__Passage given__:
--------------------------------------------------
Managing Projects in Cloudera Data Science Workbench

Projects form the heart of Cloudera Data Science Workbench. They hold all the code, configuration, and libraries needed to reproducibly run analyses. Each project is independent, ensuring users can work freely without interfering with one another or breaking existing workloads.

Creating a Project

To create a Cloudera Data Science Workbench project:
  1. Go to Cloudera Data Science Workbench and on the left sidebar, click Projects.
  2. Click New Project.
  3. If you are a member of a team, from the drop-down menu, select the Account under which you want to create this project. If there is only one account on the deployment, you will not see this option.
  4. Enter a Project Name.
  5. Select Project Visibility from one of the following options.
    • Private - Only project collaborators can view or edit the project.
    • Team - If the project is created under a team account, all members of the team can view the project. Only explicitly-added collaborators can edit the project.
    • Public - All authenticated users of Cloudera Data Science Workbench will be able to view the project. Collaborators will be able to edit the project.
  6. Under Initial Setup, you can either create a blank project, or select one of the following sources for your project files.
    • Template - Template projects contain example code that can help you get started with the Cloudera Data Science Workbench. They are available in R, Python, PySpark, and Scala. Using a template project is not required, but it does give you the impetus to start using the Cloudera Data Science Workbench right away.
    • Local - If you have an existing project on your local disk, use this option to upload compressed file or folder to Cloudera Data Science Workbench.
    • Git - If you already use Git for version control and collaboration, you can continue to do so with the Cloudera Data Science Workbench. Specifying a Git URL will clone the project into Cloudera Data Science Workbench. If you use a Git SSH URL, your personal private SSH key will be used to clone the repository. This is the recommended approach. However, you must add the public SSH key from your personal Cloudera Data Science Workbench account to the remote Git hosting service before you can clone the project.
  7. Click Create Project. After the project is created, you can see your project files and the list of jobs defined in your project.
  8. (Optional) To work with team members on a project, use the instructions in the following section to add them as collaborators to the project.

Adding Project Collaborators

If you want to work closely with colleagues on a particular project, use the following steps to add them to the project.
  1. Navigate to the project overview page.
  2. Click Team to open the Collaborators page.
  3. Search for collaborators by either name or email address and click Add.

    For a project created under your personal account, anyone who belongs to your organization can be added as a collaborator. For a project created under a team account, you can only add collaborators that already belong to the team. If you want to work on a project that requires collaborators from different teams, create a new team with the required members, then create a project under that account. If your project was created from a Git repository, each collaborator will have to create the project from the same central Git repository.

    You can grant collaborators one of three levels of access:
    • Viewer - Read-only access to code, data, and results.
    • Contributor: Can view, edit, create, and delete files and environmental variables, run jobs and execute code in running jobs.
--------------------------------------------------
__Tasks and exercises__:
[A] Please swap "Changelog" for "Release note" in the point placement records, from the line with "black tracksuit and" up to and including the line with "x=755, y=423", and return those lines with nothing else changed.
[B] Write the next part of the guide to managing Cloudera Data Science Workbench projects, picking up after its last line.

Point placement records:
--------------------------------------------------
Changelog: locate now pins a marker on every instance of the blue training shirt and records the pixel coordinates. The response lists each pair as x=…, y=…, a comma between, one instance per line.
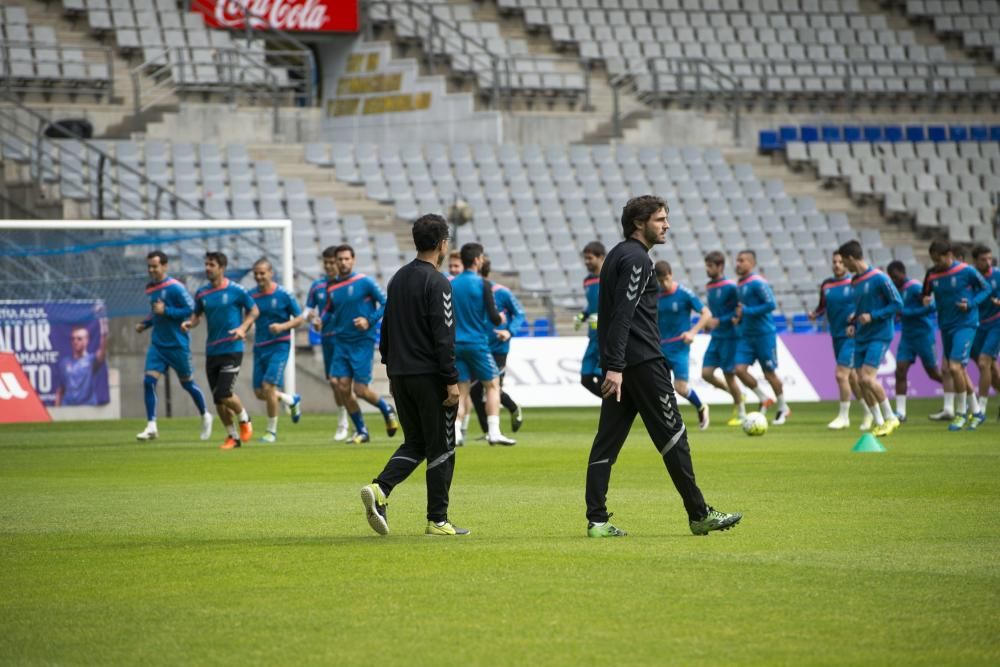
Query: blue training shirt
x=723, y=295
x=758, y=302
x=837, y=302
x=472, y=323
x=959, y=282
x=224, y=308
x=167, y=332
x=917, y=319
x=349, y=297
x=989, y=312
x=276, y=307
x=875, y=294
x=513, y=314
x=673, y=312
x=316, y=298
x=592, y=290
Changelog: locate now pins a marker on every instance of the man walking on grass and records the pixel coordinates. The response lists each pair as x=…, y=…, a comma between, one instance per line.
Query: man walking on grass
x=637, y=380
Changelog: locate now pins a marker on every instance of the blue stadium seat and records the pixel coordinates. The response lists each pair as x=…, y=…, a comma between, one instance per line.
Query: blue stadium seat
x=831, y=133
x=916, y=133
x=872, y=133
x=802, y=324
x=770, y=141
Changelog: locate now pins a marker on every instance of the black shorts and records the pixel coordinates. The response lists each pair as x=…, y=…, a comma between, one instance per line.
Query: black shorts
x=222, y=370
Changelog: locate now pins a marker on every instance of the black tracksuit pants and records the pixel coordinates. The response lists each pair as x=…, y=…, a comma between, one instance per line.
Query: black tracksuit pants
x=428, y=433
x=647, y=391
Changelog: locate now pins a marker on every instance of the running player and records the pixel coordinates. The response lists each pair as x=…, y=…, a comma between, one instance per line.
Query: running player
x=986, y=345
x=316, y=303
x=837, y=303
x=475, y=318
x=917, y=336
x=355, y=303
x=876, y=303
x=757, y=337
x=723, y=297
x=230, y=313
x=675, y=303
x=512, y=315
x=170, y=347
x=279, y=315
x=958, y=290
x=590, y=372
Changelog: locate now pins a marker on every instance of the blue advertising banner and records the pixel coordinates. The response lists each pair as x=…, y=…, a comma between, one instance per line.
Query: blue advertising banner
x=61, y=345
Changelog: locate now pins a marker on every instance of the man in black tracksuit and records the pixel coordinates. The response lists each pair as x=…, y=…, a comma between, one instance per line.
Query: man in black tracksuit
x=637, y=379
x=418, y=349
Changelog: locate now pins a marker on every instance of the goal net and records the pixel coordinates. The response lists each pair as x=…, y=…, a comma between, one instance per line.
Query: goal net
x=82, y=283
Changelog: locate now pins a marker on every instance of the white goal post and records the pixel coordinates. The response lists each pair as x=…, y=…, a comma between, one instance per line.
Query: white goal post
x=284, y=257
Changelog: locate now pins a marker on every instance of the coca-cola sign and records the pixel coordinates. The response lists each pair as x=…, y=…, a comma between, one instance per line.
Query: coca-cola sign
x=287, y=15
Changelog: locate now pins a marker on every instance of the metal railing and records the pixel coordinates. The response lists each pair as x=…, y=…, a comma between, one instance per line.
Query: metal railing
x=39, y=67
x=499, y=76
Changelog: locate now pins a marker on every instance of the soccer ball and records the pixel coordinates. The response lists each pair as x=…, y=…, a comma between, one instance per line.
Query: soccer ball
x=755, y=423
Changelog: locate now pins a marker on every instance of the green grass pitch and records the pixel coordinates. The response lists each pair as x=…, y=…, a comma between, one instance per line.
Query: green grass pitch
x=173, y=552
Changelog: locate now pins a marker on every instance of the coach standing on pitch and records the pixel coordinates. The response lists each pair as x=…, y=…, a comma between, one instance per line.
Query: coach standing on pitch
x=418, y=349
x=636, y=376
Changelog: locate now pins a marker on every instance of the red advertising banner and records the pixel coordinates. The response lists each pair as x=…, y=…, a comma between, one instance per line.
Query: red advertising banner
x=18, y=400
x=287, y=15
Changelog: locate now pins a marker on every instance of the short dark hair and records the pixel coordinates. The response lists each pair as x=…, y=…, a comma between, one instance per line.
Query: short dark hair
x=715, y=258
x=851, y=249
x=896, y=266
x=428, y=232
x=595, y=248
x=640, y=209
x=979, y=250
x=939, y=247
x=217, y=257
x=470, y=252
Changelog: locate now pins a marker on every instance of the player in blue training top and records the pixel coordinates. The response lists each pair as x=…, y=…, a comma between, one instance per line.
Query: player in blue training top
x=986, y=345
x=723, y=297
x=958, y=290
x=316, y=304
x=230, y=313
x=872, y=325
x=590, y=371
x=757, y=337
x=279, y=315
x=837, y=302
x=476, y=317
x=917, y=336
x=170, y=347
x=512, y=314
x=75, y=373
x=674, y=305
x=354, y=306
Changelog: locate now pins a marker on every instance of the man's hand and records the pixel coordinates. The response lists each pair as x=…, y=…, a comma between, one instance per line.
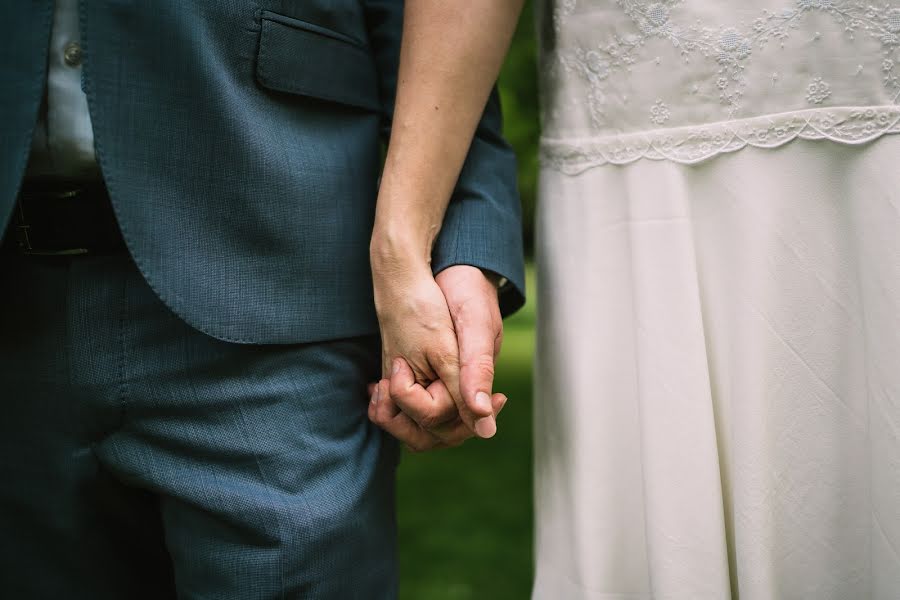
--------------------------------------------------
__The results__:
[A]
Release note: locate now pins a marker on every instance of the man in black tracksuit and records the pixel coordinates. The response lists each pair as x=…, y=…, a comma between, one instance per line.
Query: man in black tracksuit
x=637, y=379
x=418, y=349
Release note: locate now pins a marker on every instance of the goal net and records the pixel coordinates. The response lists each pair as x=…, y=…, a comma between, one instance per line.
Query: goal net
x=82, y=283
Release note: locate now pins a marker on every instance of the white goal post and records the pixel coordinates. The response lists each pair as x=…, y=…, a comma between, one instance per line.
Query: white goal post
x=284, y=257
Release note: locate now pins a marker on every instance of the coca-cola sign and records the pixel coordinates. The response lists each pair as x=…, y=…, a comma between, one instance per line.
Query: coca-cola sign
x=287, y=15
Release note: locate now pins a marker on every instance of the metal railing and records the pixel coordinates. The response lists each pair as x=…, y=…, a comma between, one instance per line.
Query: metal railing
x=39, y=67
x=499, y=76
Release note: locate now pins a marker on every instance of the soccer ball and records the pixel coordinates. The response lists each pair as x=…, y=…, a comma between, one instance per line.
Query: soccer ball
x=755, y=423

[B]
    • Admin: This user has complete access to all aspects of the project, including adding new collaborators, and deleting the entire project.

For more information on collaborating effectively, see Sharing Projects and Analysis Results.

Modifying Project Settings

Project contributors and administrators can modify aspects of the project environment such as the engine being used to launch sessions, the environment variables, and create SSH tunnels to access external resources. To make these changes:
  1. Switch context to the account where the project was created.
  2. Click Projects.
  3. From the list of projects, select the one you want to modify.
  4. Click Settings to open up the Project Settings dashboard.
    Modify the project name and its privacy settings on this page.
    Cloudera Data Science Workbench ensures that your code is always run with the specific engine version you selected. You can select the version here. For advanced use cases, Cloudera Data Science Workbench projects can use custom Docker images for their projects. Site administrators can whitelist images for use in projects, and project administrators can use this page to select which of these whitelisted images is installed for their projects. For an example, see Customizing Engine Images.

    Environment - If there are any environmental variables that should be injected into all the engines running this project, you can add them to this page. For more details, see Project Environment Variables.

    In some environments, external databases and data sources reside behind restrictive firewalls. Cloudera Data Science Workbench provides a convenient way to connect to such resources using your SSH key. For instructions, see SSH Tunnels.
    This page lists a webhook that can be added to your Git configuration to ensure that your project files are updated with the latest changes from the remote repository.
    Delete Project
    This page can only be accessed by project administrators. Remember that deleting a project is irreversible. All files, data, sessions, and jobs will be lost.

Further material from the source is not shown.